The interagency guidance therefore discusses certain common implementation issues, challenges and key considerations for addressing the new AMA framework. To this end, it focuses on the combination and use of the four required AMA data elements: internal operational loss event data, external operational loss event data, business environment and internal control factors, and scenario analysis. There is a particular stress on the data elements of this mix (in keeping with the current regulatory focus on data quality) and the regulators provide key metrics for data governance and validation.

As noted in the guidance paper: “The advanced approaches rule requires that a bank establish an operational risk management function (ORMF) that is responsible for the design, implementation, and oversight of the bank’s AMA framework, including operational risk data and assessment systems and operational risk quantification systems and related processes. The ORMF must be independent of business line management. The ORMF also should have an organisational stature commensurate with the bank’s operational risk profile.”

The internal and external data required under the guidance includes: gross operational loss amounts, dates, recoveries and relevant causal information for operational loss events occurring at the bank and outside the bank (for external data), all of which must be available for a period of at least five years. Given the granular nature of some of this data, the upshot of the guidance is that firms need to boost their risk related underlying data management systems in order to be able to store and report out this data in a consumable format. The paper also warns that those firms that fail to provide this data will receive special attention: “The agencies will scrutinise cases in which a bank excludes internal data from the estimation of operational risk severity, particularly the exclusion of tail events.”

> _Records excerpted from a collection_
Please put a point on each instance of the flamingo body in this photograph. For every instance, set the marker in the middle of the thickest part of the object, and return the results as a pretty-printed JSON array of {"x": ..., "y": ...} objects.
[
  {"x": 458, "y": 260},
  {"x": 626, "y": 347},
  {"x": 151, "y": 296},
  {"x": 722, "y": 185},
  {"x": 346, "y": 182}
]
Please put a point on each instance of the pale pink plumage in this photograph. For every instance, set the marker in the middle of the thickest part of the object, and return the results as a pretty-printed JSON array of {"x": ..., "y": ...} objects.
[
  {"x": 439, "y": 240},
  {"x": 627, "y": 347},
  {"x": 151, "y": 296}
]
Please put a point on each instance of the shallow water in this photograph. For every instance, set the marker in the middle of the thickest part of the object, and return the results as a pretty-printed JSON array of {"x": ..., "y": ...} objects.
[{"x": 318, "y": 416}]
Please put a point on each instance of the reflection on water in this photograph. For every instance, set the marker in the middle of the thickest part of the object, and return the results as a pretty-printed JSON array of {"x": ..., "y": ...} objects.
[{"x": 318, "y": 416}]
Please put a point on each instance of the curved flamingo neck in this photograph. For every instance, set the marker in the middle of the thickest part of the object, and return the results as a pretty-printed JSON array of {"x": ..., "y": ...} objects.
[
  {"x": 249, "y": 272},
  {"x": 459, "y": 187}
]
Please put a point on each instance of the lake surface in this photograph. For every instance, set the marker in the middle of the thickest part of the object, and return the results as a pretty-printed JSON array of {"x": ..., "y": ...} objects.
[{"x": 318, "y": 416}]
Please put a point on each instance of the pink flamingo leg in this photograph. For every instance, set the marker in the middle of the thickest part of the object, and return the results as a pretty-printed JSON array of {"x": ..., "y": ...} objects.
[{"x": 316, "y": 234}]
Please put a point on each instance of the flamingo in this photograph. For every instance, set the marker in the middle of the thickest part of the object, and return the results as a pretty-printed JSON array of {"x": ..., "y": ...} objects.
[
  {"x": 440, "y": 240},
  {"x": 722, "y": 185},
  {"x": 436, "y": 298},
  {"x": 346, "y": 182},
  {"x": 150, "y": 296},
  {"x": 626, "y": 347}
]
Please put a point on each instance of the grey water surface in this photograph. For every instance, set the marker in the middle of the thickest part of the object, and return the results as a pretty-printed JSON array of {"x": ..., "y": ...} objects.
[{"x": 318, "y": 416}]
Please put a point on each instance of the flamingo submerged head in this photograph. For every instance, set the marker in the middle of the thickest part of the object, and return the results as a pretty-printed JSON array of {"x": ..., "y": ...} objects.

> _What this exercise asks_
a: List the four required AMA data elements named in the text on the AMA guidance.
b: Pick up the text on the AMA guidance after its final sentence and extend it.

> _Answers_
a: internal operational loss event data, external operational loss event data, business environment and internal control factors, scenario analysis

b:
In terms of external data, the regulators are looking for documentation why certain sources of data have been used and how they are incorporated into the internal risk system as a whole; filtering, validation and scrubbing of this data is required. An audit trail for this external data is therefore particularly important to prove that certain data governance minimum requirements have been met.

In terms of risk systems benchmarking, validation and testing, the guidance indicates that records of these processes should also be kept in good order for reporting processes if and when required. Internal audits are stressed by the agencies as a key tool in this process.